Write your draft. Write it as fully, quickly, honestly, and enjoyably as possible.

Your future self will thank you.

Chocolate Cake2

So there you have it, my rambling guide to writing a first draft: have realistic expectations; plan ahead; don’t wait for a perfect start; ignore all writing rules; don’t edit; and KEEP WRITING.

But what about you – how do you keep your drafts on track? Do you prefer to dive in without a plan? Am I an idiot to attempt a mid-May NaNoWriMo with no previous one-month experience and track record of debilitating writer’s block? ‘Cause I think I am…

As ever, I hope this post was helpful to someone out there, and thank you for reading!

Published by Lucy Goacher

Psychological thriller writer from Worthing, UK.

11 thoughts on “How to Write a Killer First Draft

  1. I think your first point is perhaps the most important: a first draft is just that…a draft. Aspiring writers shouldn’t be concerned if their first draft isn’t perfect–it’s not supposed to be.

    A note on getting stuck: you offer some great suggestions here. Another thing a stuck writer can do is go back through the narrative or writing plan and search for something further back in the text that might be tripping you up in the present. Keep an eye out for anything that doesn’t quite fit, and try reworking the narrative without that plot point.

    Liked by 2 people

    1. Great point! You’re so right, looking backwards can really help when you’re stuck – especially if you don’t know WHY you’re stuck. I have to admit that almost every scene that tripped me up in my first draft was eradicated in my second. With fresh eyes, I could see that it wasn’t working because it could never work. It’s not quite so easy when the words in their infancy, but I think we all know, deep down, when something isn’t right. It’s only with practice that we learn to identify the particular problem.

> **EXTRACTED ENTRIES**

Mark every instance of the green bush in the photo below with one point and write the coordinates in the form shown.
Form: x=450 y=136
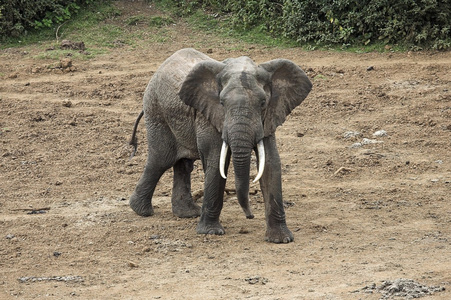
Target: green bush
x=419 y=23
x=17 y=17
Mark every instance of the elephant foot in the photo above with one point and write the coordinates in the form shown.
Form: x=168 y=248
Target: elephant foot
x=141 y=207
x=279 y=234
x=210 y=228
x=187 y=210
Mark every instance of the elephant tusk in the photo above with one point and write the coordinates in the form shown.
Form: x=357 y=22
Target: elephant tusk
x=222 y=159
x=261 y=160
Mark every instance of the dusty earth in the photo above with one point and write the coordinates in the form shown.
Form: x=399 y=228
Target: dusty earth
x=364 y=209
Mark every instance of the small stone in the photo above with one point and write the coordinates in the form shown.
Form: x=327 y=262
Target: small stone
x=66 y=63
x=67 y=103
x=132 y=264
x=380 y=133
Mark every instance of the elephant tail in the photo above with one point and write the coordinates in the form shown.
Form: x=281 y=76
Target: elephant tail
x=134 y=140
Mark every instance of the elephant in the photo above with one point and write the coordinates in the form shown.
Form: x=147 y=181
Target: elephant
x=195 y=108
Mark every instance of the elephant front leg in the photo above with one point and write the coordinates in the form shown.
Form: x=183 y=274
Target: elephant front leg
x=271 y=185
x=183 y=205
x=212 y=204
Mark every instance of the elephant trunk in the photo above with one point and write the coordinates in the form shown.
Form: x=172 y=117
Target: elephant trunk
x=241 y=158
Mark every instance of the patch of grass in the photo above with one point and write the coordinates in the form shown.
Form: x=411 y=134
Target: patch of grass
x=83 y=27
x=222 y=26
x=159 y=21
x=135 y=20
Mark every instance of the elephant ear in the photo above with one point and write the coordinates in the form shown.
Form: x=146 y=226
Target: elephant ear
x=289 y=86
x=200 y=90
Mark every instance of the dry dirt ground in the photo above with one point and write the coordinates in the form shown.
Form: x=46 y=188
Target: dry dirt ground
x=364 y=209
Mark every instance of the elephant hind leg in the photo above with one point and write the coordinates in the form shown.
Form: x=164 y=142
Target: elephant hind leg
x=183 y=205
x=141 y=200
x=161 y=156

* * *

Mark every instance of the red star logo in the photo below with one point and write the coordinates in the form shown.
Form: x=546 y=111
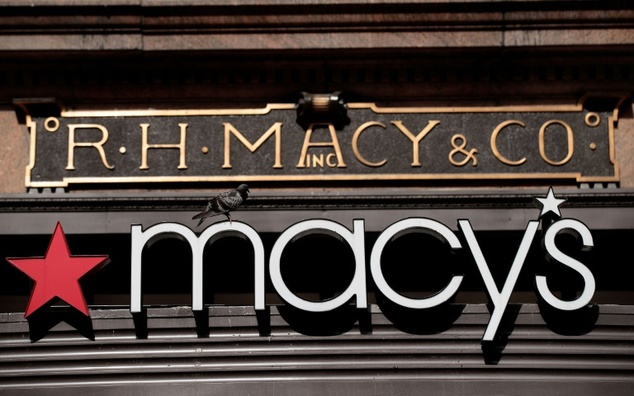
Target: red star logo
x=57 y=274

> **WHAT YOU SHOULD DO**
Can you repeat the first-draft post word for word from "11 thoughts on" to "supposed to be."?

> **CORRECT ANSWER**
11 thoughts on “How to Write a Killer First Draft

  1. I think your first point is perhaps the most important: a first draft is just that…a draft. Aspiring writers shouldn’t be concerned if their first draft isn’t perfect–it’s not supposed to be.